## Selected excerpt
START
Phol Dhanya PCL (“the Company”) places great emphasis on the utilization of internal information of the Company and subsidiaries (“subsidiaries”), with the determination in treating all shareholders with transparency and fairness, based on the principle of good governance. Hence, the Board of Directors have devised the policy governing the directors’, executives’ and staff members’ utilization of internal information that has not yet been disclosed to the public to seek personal benefits or for benefits of other individuals both directly and indirectly. With this, the Company has identified protocols in preventing the inappropriate use of internal information as follows:

Ways of Practices

  1. It is regulated that the Company’s directors and executives are required to prepare reports on changes of one’s securities ownership, including that of spouses and children who have not attained legal age within 3 working days after the purchase, selling, transfer or receiving of securities, according to the Securities and Exchange Act Section 59 to the Securities and Exchange Commission and the Stock Exchange of Thailand, using means regulated by the SEC.
  2. Directors, executives and staff members who are aware of the Company’s internal information must keep it strictly confidential and not disclose it to the public or seek benefits by trading such securities for oneself or for benefits of others both directly and indirectly, regardless of whether or not the benefits are obtained from doing so.
END
## Exercise tasks
**1.** Under the internal information policy, within how many working days must the Company's directors and executives report changes in their securities ownership?
**2.** Reproduce part of the internal information policy word for word, beginning at the words "1. It is regulated" and stopping after "from doing so.".

## Given information
START
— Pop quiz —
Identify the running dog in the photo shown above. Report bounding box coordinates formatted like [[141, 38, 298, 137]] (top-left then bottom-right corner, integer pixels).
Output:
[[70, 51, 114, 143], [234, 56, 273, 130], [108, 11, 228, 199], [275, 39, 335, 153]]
END
## The answers
**1.** Within 3 working days after the purchase, selling, transfer or receiving of securities.

**2.**
1. It is regulated that the Company’s directors and executives are required to prepare reports on changes of one’s securities ownership, including that of spouses and children who have not attained legal age within 3 working days after the purchase, selling, transfer or receiving of securities, according to the Securities and Exchange Act Section 59 to the Securities and Exchange Commission and the Stock Exchange of Thailand, using means regulated by the SEC.
  2. Directors, executives and staff members who are aware of the Company’s internal information must keep it strictly confidential and not disclose it to the public or seek benefits by trading such securities for oneself or for benefits of others both directly and indirectly, regardless of whether or not the benefits are obtained from doing so.